-- Data provided --
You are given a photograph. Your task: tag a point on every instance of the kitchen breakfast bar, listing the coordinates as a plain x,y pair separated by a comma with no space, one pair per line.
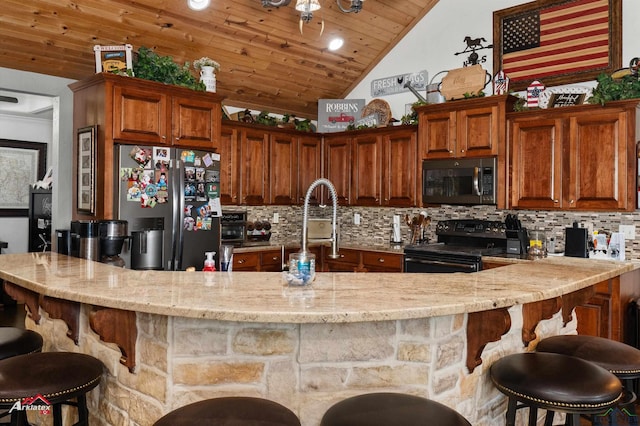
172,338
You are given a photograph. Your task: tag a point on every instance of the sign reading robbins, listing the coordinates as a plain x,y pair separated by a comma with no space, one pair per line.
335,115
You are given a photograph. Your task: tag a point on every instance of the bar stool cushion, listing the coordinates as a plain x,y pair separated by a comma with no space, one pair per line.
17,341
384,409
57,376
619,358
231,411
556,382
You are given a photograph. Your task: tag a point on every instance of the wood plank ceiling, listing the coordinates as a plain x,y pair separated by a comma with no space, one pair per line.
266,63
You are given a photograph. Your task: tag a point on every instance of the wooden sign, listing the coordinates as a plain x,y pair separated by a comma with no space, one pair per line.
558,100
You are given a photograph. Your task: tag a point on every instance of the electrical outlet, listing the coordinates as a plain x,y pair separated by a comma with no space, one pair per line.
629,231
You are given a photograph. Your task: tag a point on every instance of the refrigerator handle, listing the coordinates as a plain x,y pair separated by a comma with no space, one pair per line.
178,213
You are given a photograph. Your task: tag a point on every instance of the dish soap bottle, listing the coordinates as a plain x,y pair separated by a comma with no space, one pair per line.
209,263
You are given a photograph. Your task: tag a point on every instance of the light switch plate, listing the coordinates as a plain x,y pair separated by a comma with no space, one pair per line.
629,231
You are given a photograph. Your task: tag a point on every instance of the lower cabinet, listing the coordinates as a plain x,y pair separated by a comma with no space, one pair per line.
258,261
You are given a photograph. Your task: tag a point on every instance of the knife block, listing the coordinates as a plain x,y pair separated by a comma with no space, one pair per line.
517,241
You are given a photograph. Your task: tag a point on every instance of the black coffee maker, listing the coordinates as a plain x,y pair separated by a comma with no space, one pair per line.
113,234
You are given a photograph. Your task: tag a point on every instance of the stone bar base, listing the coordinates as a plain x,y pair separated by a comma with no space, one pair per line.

==

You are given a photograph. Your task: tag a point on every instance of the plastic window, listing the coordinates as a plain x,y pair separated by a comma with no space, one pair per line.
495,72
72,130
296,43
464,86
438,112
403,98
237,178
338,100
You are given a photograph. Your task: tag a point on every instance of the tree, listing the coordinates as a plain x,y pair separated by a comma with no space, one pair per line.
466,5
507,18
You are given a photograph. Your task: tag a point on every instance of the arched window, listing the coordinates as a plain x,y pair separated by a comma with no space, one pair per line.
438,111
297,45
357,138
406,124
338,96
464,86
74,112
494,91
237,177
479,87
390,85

--

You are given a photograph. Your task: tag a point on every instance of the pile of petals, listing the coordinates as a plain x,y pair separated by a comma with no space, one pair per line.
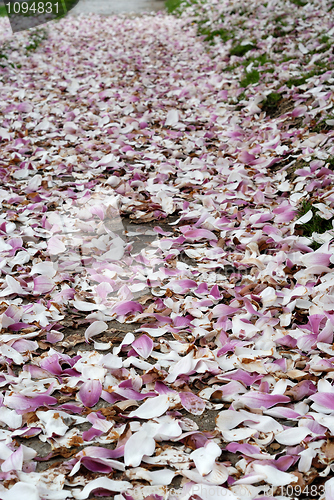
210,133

-- Task objective --
Collect every line of the items above that contains the word "sign" and copy each of those lines in full.

-- Exercise solution --
You are given a photograph. Your task: tag a point on every instance of the sign reading robbins, listing the coordinates as a plain x,y pair separated by a comma with no space, one pair per line.
You are given a photograph. Your task: tag a point on every instance of the wooden sign, listing the coordinates as a plain x,y pair separated by a comma with no space, one pair per line.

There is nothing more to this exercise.